▶ **EXERCISE REQUIREMENTS**:
Count the lines of the records below that contain the word "woman" and reply with that number alone.

--- Begin DATA TO PROCESS ---

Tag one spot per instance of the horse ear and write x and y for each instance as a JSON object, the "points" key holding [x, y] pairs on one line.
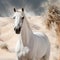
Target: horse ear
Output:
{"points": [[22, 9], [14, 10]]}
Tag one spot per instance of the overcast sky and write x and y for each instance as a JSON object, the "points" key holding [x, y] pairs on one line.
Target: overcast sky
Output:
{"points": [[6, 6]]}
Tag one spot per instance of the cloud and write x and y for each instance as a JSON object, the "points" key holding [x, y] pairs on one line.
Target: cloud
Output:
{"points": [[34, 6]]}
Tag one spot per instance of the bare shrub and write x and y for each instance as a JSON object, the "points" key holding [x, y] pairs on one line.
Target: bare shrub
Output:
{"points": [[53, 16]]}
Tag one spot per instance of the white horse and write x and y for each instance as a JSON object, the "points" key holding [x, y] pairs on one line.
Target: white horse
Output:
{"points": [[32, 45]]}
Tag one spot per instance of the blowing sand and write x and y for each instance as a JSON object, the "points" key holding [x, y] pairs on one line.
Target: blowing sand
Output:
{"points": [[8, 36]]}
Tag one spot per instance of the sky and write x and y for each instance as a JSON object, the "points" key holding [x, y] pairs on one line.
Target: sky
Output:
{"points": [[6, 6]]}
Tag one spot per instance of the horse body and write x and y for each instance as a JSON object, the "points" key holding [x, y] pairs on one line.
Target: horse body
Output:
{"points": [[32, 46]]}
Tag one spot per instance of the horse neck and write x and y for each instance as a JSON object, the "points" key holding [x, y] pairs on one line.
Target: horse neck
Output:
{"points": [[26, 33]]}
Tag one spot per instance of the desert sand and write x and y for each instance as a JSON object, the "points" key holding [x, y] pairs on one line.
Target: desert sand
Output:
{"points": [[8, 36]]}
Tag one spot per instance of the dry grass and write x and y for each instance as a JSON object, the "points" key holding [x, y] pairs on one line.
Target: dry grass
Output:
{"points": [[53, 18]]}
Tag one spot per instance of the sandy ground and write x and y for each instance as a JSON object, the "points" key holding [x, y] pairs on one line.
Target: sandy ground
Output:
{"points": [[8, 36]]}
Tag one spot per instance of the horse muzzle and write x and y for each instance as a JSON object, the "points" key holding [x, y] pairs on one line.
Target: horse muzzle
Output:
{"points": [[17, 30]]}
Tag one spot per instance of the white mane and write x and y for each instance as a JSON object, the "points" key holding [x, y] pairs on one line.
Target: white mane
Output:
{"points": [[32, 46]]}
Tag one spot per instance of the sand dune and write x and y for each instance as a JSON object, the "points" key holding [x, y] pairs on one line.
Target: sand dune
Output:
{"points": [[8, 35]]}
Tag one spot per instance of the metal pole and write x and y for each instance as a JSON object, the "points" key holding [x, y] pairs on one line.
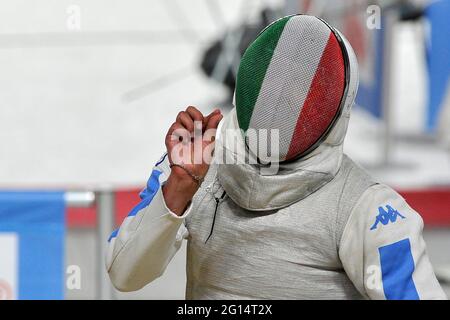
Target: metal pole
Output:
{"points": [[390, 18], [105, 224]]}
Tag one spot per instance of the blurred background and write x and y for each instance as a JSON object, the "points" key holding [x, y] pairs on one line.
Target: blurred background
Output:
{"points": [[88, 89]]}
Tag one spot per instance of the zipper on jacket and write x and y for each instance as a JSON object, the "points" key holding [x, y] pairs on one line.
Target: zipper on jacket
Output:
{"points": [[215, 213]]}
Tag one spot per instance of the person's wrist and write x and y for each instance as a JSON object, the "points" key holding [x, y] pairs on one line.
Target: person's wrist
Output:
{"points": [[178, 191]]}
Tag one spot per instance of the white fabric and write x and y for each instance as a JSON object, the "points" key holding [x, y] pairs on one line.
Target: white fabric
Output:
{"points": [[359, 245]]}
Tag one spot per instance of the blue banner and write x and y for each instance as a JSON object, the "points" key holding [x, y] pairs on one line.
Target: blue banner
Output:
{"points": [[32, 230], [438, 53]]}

--- End DATA TO PROCESS ---
--- Begin DATA TO PROCESS ---

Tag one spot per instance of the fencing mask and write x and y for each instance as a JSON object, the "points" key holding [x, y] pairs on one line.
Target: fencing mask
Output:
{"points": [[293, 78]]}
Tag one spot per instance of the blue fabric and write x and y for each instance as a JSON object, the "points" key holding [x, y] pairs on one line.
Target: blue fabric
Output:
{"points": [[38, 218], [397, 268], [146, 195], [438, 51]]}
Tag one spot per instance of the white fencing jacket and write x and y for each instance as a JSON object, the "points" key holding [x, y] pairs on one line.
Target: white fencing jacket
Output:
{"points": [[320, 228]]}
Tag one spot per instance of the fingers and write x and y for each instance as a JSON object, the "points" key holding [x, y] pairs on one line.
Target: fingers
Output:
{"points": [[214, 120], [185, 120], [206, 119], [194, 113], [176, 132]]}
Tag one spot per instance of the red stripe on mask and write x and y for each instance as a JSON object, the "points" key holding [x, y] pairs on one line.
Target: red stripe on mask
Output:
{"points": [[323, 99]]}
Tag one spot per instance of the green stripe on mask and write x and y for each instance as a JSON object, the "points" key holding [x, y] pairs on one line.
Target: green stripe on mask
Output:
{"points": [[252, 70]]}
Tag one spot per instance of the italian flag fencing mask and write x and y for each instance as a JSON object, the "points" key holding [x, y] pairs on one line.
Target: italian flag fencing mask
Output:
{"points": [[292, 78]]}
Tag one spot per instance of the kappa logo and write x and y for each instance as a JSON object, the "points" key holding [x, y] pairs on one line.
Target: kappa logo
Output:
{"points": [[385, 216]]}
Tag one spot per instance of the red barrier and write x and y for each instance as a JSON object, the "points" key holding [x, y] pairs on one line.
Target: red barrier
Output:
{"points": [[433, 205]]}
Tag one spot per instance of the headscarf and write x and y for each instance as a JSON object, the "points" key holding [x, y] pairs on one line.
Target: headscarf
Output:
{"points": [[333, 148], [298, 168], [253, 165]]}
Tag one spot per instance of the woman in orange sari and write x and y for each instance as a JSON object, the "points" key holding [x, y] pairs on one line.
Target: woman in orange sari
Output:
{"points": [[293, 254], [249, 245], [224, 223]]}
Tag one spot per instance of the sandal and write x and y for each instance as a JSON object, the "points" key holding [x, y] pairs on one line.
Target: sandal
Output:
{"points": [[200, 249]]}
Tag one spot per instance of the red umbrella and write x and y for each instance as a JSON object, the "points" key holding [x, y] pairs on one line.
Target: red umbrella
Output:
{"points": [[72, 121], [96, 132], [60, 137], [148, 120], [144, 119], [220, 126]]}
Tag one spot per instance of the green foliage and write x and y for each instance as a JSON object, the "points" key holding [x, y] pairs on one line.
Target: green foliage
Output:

--- End DATA TO PROCESS ---

▶ **TASK RESPONSE**:
2